## [Fragmento de lectura]
###

CONFIDENCIAS
Voy
muy pocas veces a Madrid, entre otras razones, porque le tengo miedo
al clima. Después de tantos años de ausencia, he perdido ya en la
corte la ciudadanía... climatológica (si vale hablar así, que lo
dudo), bien ganada, illo
tempore,
en la alegre y
descuidada juventud. Además... ¿por qué negarlo? La presencia de
Madrid, ahora que me acerco a la vejez, me hace sentir toda la
melancolía del célebre non
bis in idem. No;
no se es joven dos
veces. Y Madrid era para mí la juventud; y ahora me parece otro...
que ha variado muy poco, pero que ha envejecido bastante. Marcos
Zapata, ausente de Madrid también muchos años, al volver hizo ya la
observación de lo poquísimo que la corte varía. Es verdad: todo
está igual...
pero más viejo.
Apolo y Fornos pueden ser símbolos de esta impresión que quiero
expresar. Están lo
mismo que entonces;
pero, ¡qué
ahumados!...
Hay
una novela muy hermosa de Guy de Maupassant, en que un personaje,
infeliz burgués vulgar, que no hace más que sentarse a la misma
mesa de un café años y años, deja pasar así la vida, siempre
igual. Pero un día se le ocurre mirarse en uno de aquellos
espejos... y es el mismo de siempre, pero ya es un pobre viejo. No
pasó nada más... que el tiempo.
Madrid
tiene para mí algo del personaje de Maupassant. Desde luego
reconozco que en esto habrá mucho de subjetivo...
***
Una
de las cosas que más me entristecen en Madrid es la falta de los
antiguos amigos. Han muerto algunos, pero no muchos; otros están
ausentes; pero, los más, en Madrid residen. ¿Por qué no se los
ve? Porque ya no son las golondrinas que alborotan en la plaza y que
interrumpen a San Francisco; ya no son los peripatéticos que
discuten a voces, azotacalles perennes del estrecho recinto en que se
encierra el Madrid espiritual propiamente
dicho.
Algunos son
personajes políticos, y tienen que darse cierto tono; otros se han
refugiado en el hogar, desengañados de la Agora... Ello es que no
los veo por ningún lado.
Y
los antiguos maestros, aquellas lumbreras
en que nuestra
juventud creía, porque entonces no se había inventado esta división
absurda y grosera de jóvenes
y
viejos;
los grandes poetas,
los grandes oradores, críticos, moralistas, eruditos, ¿dónde
están?
Olvidados
del gobierno del mundo
y
sus monarquías;
calentando el cuerpo
achacoso al calor de buena chimenea: rodeados de cien precauciones
higiénicas: haciendo la vida monástica en un despacho, a que la
edad nos irá condenando a todos. ¡Infeliz del viejo que no haya
aprendido, antes de serlo, a estar solo muy a su gusto!

###

Registros de puntos etiquetados:
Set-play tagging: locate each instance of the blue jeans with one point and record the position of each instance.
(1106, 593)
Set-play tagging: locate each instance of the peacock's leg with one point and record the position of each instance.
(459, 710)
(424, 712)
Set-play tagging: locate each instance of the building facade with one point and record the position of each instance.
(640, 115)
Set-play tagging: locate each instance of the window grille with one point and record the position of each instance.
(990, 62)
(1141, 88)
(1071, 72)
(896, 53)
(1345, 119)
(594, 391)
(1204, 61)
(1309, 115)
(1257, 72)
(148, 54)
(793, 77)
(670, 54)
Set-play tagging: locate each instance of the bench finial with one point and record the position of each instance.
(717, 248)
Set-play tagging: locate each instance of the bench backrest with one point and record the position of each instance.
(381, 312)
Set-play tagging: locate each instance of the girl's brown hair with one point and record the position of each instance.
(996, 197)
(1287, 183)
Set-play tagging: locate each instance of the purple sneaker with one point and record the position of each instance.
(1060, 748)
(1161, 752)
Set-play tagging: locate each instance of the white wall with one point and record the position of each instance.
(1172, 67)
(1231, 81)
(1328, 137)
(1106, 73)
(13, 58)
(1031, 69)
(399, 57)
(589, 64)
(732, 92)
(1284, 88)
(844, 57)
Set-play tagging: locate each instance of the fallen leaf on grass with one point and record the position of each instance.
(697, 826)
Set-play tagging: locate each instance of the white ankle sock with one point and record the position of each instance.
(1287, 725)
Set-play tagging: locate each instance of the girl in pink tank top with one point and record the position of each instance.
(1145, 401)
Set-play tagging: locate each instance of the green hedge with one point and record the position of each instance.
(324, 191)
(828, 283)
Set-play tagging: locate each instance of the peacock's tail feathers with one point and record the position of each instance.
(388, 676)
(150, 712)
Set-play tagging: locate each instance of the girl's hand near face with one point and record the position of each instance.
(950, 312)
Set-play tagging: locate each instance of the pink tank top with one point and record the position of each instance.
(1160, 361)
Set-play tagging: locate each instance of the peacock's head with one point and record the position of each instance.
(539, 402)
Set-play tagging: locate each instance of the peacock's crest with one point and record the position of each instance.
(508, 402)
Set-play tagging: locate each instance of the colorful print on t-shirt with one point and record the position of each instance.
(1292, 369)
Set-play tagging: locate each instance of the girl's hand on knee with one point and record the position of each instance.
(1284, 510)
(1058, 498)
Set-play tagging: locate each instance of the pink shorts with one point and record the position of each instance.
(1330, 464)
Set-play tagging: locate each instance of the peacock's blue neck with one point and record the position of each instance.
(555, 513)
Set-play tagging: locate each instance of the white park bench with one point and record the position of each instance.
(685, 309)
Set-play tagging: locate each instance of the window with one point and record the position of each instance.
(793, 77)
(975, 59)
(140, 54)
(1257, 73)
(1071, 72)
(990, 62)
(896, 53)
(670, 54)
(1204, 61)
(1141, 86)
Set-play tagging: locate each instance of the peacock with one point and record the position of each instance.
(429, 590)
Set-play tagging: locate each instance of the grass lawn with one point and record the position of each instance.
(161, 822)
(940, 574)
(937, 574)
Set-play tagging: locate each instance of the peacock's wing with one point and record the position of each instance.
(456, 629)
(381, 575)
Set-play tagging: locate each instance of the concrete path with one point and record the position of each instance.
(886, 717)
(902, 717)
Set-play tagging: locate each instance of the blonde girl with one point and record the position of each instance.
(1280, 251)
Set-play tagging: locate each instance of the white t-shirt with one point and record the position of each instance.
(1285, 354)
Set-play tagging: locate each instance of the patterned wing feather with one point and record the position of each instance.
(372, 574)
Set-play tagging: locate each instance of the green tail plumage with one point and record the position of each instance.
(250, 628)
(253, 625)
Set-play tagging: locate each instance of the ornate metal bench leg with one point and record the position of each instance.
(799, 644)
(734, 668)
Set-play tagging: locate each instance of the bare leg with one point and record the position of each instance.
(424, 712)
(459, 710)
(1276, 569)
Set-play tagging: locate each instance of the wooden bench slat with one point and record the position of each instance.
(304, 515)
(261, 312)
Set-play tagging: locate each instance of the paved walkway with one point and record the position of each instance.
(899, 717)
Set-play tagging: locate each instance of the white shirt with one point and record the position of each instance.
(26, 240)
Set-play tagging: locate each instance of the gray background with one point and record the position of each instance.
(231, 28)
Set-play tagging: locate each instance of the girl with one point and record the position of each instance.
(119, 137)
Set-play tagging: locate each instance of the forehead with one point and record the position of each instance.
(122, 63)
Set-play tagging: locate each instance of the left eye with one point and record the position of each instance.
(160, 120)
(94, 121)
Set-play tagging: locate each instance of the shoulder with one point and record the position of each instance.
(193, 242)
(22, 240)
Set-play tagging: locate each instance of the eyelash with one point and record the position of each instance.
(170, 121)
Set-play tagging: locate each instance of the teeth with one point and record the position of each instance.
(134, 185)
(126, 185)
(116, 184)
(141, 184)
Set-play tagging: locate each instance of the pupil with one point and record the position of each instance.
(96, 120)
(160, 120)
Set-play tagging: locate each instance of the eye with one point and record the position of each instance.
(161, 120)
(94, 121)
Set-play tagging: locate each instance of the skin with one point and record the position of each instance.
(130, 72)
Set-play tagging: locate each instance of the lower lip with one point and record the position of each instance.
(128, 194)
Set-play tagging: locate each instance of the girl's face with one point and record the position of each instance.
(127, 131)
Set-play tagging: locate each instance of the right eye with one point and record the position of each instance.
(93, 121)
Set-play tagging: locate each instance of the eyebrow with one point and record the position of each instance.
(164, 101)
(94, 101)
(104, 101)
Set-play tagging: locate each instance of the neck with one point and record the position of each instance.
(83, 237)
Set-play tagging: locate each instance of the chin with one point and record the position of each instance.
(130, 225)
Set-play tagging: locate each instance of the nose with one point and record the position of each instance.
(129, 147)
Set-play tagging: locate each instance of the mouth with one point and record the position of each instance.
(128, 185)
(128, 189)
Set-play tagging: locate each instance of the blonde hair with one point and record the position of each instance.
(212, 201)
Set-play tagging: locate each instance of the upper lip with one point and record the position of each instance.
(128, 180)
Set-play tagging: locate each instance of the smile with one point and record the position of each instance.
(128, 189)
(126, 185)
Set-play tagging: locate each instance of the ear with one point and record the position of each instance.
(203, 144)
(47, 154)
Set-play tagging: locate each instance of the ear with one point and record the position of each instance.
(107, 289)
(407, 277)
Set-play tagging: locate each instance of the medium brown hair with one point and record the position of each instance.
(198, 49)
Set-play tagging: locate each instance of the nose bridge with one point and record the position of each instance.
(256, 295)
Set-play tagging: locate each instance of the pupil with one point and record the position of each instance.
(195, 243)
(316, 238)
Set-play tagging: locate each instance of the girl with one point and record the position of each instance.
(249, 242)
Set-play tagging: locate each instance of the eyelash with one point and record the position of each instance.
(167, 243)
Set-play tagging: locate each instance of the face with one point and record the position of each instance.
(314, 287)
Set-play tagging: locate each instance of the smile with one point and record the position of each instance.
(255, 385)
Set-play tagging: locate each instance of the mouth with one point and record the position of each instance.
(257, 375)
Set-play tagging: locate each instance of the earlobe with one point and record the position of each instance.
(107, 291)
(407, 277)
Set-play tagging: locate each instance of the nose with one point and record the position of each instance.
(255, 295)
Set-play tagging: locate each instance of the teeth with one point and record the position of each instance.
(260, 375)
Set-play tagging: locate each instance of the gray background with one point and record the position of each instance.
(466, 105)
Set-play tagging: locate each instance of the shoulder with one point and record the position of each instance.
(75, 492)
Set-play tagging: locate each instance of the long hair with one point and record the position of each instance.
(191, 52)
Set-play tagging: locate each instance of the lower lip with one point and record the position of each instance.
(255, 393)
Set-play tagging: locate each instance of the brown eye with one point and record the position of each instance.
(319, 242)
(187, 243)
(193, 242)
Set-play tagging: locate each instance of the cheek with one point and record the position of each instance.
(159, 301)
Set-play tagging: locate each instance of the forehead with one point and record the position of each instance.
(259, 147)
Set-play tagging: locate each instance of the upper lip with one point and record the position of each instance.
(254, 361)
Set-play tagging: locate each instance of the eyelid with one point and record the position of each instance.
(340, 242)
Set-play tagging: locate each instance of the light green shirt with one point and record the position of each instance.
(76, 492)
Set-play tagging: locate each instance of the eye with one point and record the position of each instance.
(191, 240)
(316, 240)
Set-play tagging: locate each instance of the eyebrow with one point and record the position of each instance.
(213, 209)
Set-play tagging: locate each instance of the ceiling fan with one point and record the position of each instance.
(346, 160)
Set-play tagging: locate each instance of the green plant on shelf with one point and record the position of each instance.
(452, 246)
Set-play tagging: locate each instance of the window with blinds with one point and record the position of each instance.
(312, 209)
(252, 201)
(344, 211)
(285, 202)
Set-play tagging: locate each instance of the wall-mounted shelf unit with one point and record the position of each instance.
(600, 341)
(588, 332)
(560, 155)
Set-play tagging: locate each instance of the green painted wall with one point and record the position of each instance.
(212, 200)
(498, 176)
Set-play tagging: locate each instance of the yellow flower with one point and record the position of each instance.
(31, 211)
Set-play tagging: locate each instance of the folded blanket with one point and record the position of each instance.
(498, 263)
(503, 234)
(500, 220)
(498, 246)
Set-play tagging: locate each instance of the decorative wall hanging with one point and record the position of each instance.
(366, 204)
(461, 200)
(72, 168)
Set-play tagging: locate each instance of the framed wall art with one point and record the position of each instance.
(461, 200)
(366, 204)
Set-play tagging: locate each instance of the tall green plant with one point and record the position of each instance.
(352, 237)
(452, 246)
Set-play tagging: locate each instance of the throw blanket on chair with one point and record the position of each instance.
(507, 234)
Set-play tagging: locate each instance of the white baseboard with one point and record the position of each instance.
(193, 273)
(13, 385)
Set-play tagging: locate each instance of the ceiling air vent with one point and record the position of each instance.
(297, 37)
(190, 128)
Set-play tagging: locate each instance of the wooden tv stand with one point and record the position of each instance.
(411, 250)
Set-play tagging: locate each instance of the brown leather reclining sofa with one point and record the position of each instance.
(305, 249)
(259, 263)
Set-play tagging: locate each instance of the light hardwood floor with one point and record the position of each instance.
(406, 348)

###

## [Tus instrucciones]
Prolonga el texto sobre Madrid y la vejez a partir de su última oración.

## [Respuesta del ejercicio]
Sí;
casi todos los maestros
son ya viejos; salen
poco... ¡Qué tristeza!
Una
de las mayores.
Mas,
para mí, un consuelo visitarlos.
Cuando
hago examen de conciencia y veo mi pequeñez, mis defectos, una de
las cosas menos malas que veo en mí, una de las poquísimas que me
inclinan a apreciarme todavía un poco, moralmente, es el arraigo de
la veneración sincera que siento y he sentido siempre respecto de
los hombres ilustres a quienes debe algo mi espíritu.
Como
a mis lugares
sagrados, solía yo
ir, al verme en Madrid, peregrino siempre triste, a casa de
Campoamor... que ya no gusta de visitas; de Castelar (que hemos
perdido), de Giner, de Valera, de Balart...
***
Y
de este otro señor, el señor X, que no es nadie y es quien ustedes
quieran. Otro maestro. Vivía en un barrio allá muy lejos, casi más
cerca de Toledo o de Guadalajara que de la puerta del Sol.
Quiero
hablar de las últimas visitas que le hice.
Fue
de noche. No me esperaba. Es soltero; vive con una doncella de su
madre, que es hoy una anciana muy sorda y que debe considerar a los
discípulos de su amo como enemigos que no quiere en su casa.
Antonia, así la llama, es como Zarathustra, según Nietzsche,
recelosa respecto de los que piensan entrar en el apostolado de su
amo de ella; amo, pero no maestro, porque Antonia no debe de tener
escuela filosófica ni literaria.
Sabe
Antonia, vagamente, que su señor vale mucho, por cosas que ella no
puede comprender; sabe que los papeles le han puesto mil veces en los
cuernos de la luna; que ha sacado de su cabeza unos libros muy buenos
que le han dado algunas pesetas, locas... y mucha honra y muchos
disgustos. Y sabe que todo ello no le ha servido para medrar, para
hacerse rico, ni para tener influencia en la política, ni con el
obispo, ni en Palacio, ni en parte alguna de esas donde se hacen los
favores gordos. Visitas, antiguamente, muchas, pero de gente de poco
pelo, que traían libros de regalo, -¡libros!- que es lo mismo que
si la trajeran a Antonia polvo y lodo de la calle. ¡Libros! Lo que
sobra en la casa, lo que a ella la tiene loca, porque no sabe ya
donde ponerlos. Ya no hay sitio en mesas, armarios y hasta sillas más
que para los libros; y ellos atraen los ratones, y crían polvo,
telarañas... ¡horror! Y después, la gracia de que el amo no lee
casi nunca esos tomos que le regalan, sino otros muchos que él
compra muy caros. «Los que hacen los libros que a mí me estorban y
que el señor no lee», éstos son para Antonia la mayor parte de los
señoritos que se cuelgan del timbre. ¡Deben ser tan poca cosa!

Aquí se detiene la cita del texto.